- _Ausgewählter Auszug_
________________________________________

Ich muss aufs Neue im Vertrauen nachfragen. Seit wann wissen wir, dass die Fußball-EM 2024 bei uns im Land stattfindet? Erinnert sich noch wer an die Vergabe? Damals mit Reinhard Grindel an der Verbandsspitze. Und der Kaiser noch am Leben und halbwegs wohlauf. Fällt es ein? Ok, bevor sich alle unnötig den Kopf zerbrechen, seit 2018. Um exakt zu sein, seit dem 27. September 2018. Genau. Seit fast sechs Jahren. Nicht erst seit letzter Woche oder seit gut einem Jahr. Wir sind auch keine Notfalllösung, weil es in einem anderen Land nicht funktionierte. Kein Krieg in der Ukraine und kein Organisationsversagen an anderer Stelle hat das Turnier in unsere Hände gespielt. Wir wollten dieses Tournament ausrichten. Deshalb haben wir uns beworben. Und am Ende haben wir es sogar bekommen. Seit diesem Tag wissen wir, dass die EM 2024 ansteht. Und uns ist bekannt, dass viele Menschen aus ganz Europa in exakt diesen vier Wochen in unser Land reisen. Einige mit dem Auto, ein paar kommen geflogen und ganz viele nehmen die Bahn. Denn wir wollten es ja von Beginn an besonders nachhaltig. Denn Nachhaltigkeit ist verdammt sexy in diesen Tagen.
Jetzt hatten wir sechs verdammte Jahre Zeit, um uns auf das Turnier vorzubereiten.
Als Schlagwort und Motto. Dafür braucht es noch nicht mal Birkenstock und Wollsocken. So weit, so gut. Jetzt hatten wir sechs verdammte Jahre Zeit, um uns auf das Turnier vorzubereiten. Wir wussten, was passiert. Der DFB hatte auch alle ausreichend früh eingebunden. Der hat seinen Job gemacht. Es ist schließlich das drittgrößte Event der Welt und überhaupt: So viele Großveranstaltungen haben wir auch nicht im Land. Sehen wir mal vom ZDF-Fernsehgarten am Sonntag ab. Olympische Spiele wollen wir nicht so recht und das letzte Mal, dass wir innerhalb einer Woche diese Menge an Menschen aus Italien, Ungarn, Schottland oder aus Frankreich zeitgleich im Land begrüßen durften, ist auch schon 18 Jahre her. Gut. Zwischen der Vergabe und dem ersten Spiel liegt eine Pandemie und ein Kriegsausbruch. Das will ich als Erschwernis für die Vorbereitung gelten lassen. Trotzdem. Sechs Jahre. Ich wiederhole: SECHS! Nur zum Vergleich: In solch einem Zeitraum wird ein Kind geboren, lernt laufen und sprechen, besucht den Kindergarten und wechselt oftmals noch in die Grundschule. Wir wussten, was ansteht und wir kannten auch unsere Schwachstellen. Der Zustand der Bahnhöfe und vor allem das Malheur mit der Deutschen Bahn und dem ÖPNV. Uns war bekannt, dass dies der sensible Punkt unseres Todessterns ist. Hier sind wir angreifbar, genau da müssen wir uns besonders sattelfest zeigen. Keine Schwäche. Stattdessen deutsche Verlässlichkeit, allen voran unsere Monsterkraft aus der Kiste holen: German Pünktlichkeit. Am Rande meine Lieblingstugend. Doch kaum läuft die Vorrunde, kommen die Beschwerden aus England und Österreich. Züge verspätet, kein Anschlussverkehr in Passau, erste Halbzeit verpasst.

________________________________________

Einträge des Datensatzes
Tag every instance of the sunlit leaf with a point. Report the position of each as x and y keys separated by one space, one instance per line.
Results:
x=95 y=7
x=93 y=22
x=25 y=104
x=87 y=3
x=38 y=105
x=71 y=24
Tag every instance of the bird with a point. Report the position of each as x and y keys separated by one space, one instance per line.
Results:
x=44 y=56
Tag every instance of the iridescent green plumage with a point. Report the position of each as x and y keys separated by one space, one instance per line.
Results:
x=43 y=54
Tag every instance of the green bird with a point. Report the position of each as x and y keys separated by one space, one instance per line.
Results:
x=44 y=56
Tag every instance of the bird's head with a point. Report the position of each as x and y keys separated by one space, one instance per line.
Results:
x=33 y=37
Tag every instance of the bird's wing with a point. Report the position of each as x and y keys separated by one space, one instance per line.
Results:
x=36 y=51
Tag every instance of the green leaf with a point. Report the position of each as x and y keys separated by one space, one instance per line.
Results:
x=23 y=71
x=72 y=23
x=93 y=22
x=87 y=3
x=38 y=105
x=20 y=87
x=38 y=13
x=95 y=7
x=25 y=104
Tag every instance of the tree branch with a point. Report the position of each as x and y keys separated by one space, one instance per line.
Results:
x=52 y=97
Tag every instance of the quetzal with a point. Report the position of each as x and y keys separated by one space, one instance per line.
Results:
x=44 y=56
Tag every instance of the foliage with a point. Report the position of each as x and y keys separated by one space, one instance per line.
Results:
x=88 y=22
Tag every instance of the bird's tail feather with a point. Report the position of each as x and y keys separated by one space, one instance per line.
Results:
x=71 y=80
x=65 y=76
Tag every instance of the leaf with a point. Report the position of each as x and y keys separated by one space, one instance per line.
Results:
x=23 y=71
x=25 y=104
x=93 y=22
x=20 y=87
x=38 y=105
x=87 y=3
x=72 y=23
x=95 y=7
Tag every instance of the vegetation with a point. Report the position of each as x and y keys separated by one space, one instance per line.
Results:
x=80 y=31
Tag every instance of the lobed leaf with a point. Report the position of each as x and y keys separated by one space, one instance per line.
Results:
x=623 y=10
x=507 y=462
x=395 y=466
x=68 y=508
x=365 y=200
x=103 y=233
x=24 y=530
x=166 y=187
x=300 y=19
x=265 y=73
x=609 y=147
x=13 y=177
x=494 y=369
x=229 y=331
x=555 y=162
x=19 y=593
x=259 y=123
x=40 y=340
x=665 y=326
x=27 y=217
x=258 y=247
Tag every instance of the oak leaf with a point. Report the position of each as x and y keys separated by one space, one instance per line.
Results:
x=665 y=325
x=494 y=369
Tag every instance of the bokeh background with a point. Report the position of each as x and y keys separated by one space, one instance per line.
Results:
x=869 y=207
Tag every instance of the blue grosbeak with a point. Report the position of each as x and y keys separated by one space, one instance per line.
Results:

________________________________________

- _Aufgaben_
a) An welchem Datum wurde laut dem Auszug über die Fußball-EM 2024 das Turnier an Deutschland vergeben?
b) Schreibe den Auszug über die Fußball-EM 2024 im Anschluss an seinen letzten Satz weiter.

- _Lösungen_
a) Am 27. September 2018.

b)
„Die Deutsche Bahn ist so im Oarsch“.
Das geht so weit, dass uns sogar die sogenannten „Schluchtenkacker“ – um einmal eine in Deutschland beliebte Bezeichnung für unsere Nachbarn zu nutzen – zurecht beschimpfen dürfen. „Die Deutsche Bahn ist so im Oarsch“. Und dazu ausgerechnet noch die Engländer, ein Königreich am Abgrund. Das dank seines Finanzkapitalismus nicht mal eine vernünftige zahnärztliche Versorgung für seine Bürger sicherstellen kann. Remember Thatcher fucked the Kids. Müssen wir uns diese Blöße geben, Deutsche Bahn und öffentlicher Nahverkehr? Ganz ehrlich. Halb Europa wartet doch darauf, dass was nicht funktioniert. Die Welt zu Gast bei Freunden. Das war einmal unser Motto. Da muss man bereit sein und liefern, liefern, liefern. Bis die Schwarte kracht. Dass es dann kommt, wie befürchtet, verstehe ich nicht. Denn wenn bei Teilsperrungen an den Reisetagen nicht mindestens 400 Busse als Ersatzverkehr bereitstehen, ist das schwer zu vermitteln. Dass die Belgier die Hosen voll haben, weil sie in Zombieland Frankfurt ankommen? Ach herrje, darauf einen feuchten Furz, um im Bild zu bleiben. Dass Stuttgart 21 wohl zu meinen Lebzeiten nicht mehr fertig wird? Schwamm drüber. Aber dass es an funktionierenden Zügen und genug Bussen fehlt? Leute, das will mir nicht in den Kopf.